___ Source extract

Tomislav Maretić


Tomislav Maretić was a Croatian linguist and lexicographer.
He was born in Virovitica, where he attended primary school and the gymnasium in Varaždin, Požega and Zagreb. After graduating simultaneously Slavistics and Classical Philology at the Philosophical Faculty of the University of Zagreb in a three-year program, he passes his teacher exam for high-school teaching of Ancient Greek and Latin as primary, and Croatian as a secondary course. In 1877 he works as a probationary, and since 1880 as an assistant teacher in Velika gimnazija in Zagreb. He received his Ph.D. in 1884 in Slavic studies and philosophy with the thesis O nekim pojavama kvantitete i akcenta u jeziku hrvatskom ili srpskom. He further specialized in postdoctoral studies at the neogrammarian centers of Leipzig and Prague.

______
___ Extracted entries

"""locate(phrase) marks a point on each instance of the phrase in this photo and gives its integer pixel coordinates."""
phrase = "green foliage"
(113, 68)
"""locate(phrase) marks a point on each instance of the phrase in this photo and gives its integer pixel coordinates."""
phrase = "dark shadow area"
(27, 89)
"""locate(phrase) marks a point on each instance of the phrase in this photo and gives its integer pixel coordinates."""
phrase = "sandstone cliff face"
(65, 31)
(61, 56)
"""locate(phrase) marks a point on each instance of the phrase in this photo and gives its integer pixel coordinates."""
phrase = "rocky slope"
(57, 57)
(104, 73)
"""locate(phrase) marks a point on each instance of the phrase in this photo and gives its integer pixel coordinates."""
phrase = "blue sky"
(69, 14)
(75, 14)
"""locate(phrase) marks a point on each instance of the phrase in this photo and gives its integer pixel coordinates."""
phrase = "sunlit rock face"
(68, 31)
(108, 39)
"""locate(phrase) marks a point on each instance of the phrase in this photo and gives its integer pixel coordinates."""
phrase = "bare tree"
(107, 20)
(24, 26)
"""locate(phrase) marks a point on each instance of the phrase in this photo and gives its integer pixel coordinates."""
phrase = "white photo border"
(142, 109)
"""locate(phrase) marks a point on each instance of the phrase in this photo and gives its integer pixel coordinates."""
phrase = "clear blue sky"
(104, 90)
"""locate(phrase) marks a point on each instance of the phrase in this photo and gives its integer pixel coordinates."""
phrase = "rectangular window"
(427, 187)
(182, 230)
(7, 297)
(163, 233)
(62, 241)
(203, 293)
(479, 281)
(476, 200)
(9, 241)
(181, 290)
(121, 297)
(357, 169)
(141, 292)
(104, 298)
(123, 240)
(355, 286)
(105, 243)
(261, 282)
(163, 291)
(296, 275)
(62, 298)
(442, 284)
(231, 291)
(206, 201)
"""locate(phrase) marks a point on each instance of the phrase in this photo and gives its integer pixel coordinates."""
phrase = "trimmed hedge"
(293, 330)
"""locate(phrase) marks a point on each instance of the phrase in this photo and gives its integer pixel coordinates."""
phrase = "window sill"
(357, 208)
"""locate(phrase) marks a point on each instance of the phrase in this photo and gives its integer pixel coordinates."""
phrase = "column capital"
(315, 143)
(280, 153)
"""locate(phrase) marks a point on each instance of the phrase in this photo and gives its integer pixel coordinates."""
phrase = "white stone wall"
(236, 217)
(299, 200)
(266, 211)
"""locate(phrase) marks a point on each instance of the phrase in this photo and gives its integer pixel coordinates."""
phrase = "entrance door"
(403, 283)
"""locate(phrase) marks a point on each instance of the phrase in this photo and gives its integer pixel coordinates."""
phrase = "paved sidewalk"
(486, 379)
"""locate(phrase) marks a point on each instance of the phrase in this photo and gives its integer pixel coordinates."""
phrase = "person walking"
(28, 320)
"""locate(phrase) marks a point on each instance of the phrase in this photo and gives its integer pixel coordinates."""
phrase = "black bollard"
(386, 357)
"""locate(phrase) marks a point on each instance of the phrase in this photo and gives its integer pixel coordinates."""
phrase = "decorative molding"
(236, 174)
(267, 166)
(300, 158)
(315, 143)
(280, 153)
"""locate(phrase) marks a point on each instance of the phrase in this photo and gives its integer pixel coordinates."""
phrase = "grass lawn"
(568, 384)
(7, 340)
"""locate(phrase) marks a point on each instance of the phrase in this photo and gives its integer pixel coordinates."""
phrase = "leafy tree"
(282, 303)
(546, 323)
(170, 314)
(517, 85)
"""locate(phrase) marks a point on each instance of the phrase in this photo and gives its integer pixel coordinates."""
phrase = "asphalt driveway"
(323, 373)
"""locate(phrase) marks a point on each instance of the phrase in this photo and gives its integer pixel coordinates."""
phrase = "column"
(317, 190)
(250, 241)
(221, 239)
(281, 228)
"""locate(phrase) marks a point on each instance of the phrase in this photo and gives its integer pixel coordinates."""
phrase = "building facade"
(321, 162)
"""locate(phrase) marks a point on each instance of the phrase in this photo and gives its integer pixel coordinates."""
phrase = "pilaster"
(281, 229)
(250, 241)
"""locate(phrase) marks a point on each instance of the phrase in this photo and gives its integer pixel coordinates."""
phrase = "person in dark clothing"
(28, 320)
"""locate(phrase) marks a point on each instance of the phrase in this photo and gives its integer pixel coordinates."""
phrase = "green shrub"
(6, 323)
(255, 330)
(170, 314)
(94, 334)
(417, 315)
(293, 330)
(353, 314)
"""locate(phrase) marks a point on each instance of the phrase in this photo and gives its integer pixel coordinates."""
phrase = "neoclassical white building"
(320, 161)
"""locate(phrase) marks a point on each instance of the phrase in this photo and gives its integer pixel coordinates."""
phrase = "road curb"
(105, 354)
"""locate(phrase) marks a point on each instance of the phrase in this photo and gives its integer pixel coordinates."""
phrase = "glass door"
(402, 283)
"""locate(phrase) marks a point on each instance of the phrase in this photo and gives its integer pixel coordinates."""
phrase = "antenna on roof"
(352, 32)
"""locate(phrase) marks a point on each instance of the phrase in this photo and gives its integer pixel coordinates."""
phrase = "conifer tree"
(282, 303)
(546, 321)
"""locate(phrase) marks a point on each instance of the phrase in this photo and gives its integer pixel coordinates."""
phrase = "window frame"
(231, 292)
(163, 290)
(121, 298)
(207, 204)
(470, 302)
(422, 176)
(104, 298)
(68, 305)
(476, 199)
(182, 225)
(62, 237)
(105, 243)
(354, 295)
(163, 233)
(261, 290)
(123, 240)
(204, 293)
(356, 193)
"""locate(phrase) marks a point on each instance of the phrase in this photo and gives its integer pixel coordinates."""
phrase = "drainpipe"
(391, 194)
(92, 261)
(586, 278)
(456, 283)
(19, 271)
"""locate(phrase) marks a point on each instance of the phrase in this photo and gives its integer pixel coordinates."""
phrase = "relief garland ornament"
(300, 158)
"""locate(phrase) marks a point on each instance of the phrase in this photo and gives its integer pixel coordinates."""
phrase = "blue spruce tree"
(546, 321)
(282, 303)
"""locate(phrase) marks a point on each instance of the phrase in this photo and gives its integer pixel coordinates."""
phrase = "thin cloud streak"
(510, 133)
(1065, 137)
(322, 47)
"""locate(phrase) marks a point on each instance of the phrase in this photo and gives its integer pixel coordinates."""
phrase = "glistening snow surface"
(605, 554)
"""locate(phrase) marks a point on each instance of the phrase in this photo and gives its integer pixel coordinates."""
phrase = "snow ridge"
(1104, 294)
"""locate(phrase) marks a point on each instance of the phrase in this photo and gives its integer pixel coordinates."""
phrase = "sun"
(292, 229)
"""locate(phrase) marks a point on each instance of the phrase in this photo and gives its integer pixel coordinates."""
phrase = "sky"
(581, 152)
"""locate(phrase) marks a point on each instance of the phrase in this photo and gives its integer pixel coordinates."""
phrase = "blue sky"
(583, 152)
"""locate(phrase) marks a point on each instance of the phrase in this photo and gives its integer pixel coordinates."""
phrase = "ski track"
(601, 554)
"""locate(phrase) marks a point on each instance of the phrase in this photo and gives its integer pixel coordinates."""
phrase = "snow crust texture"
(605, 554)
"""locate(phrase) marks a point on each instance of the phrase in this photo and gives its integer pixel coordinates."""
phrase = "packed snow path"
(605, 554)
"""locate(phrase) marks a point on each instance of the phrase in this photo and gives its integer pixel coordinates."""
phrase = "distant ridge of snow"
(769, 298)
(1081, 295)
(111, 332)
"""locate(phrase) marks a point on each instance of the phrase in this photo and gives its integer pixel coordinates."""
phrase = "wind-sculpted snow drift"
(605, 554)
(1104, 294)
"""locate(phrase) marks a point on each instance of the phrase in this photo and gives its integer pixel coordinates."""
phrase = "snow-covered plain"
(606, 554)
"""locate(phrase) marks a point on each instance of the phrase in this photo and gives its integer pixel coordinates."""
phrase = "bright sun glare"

______

→ **Tasks to perform**:
a - Using the biography of Tomislav Maretić, decide whether each statement agrees with it, answering yes or no and quoting the deciding words: (i) Maretić was born in Virovitica. (ii) He received his Ph.D. in 1880. (iii) His postdoctoral studies took place in Vienna.
b - Count the lines of the listing that contain the string "window", treating case as significant, and give only the number.

→ **Per-task answers**:
a -
(i) Yes: "He was born in Virovitica"
(ii) No: "He received his Ph.D. in 1884"
(iii) No: "He further specialized in postdoctoral studies at the neogrammarian centers of Leipzig and Prague."

b - 3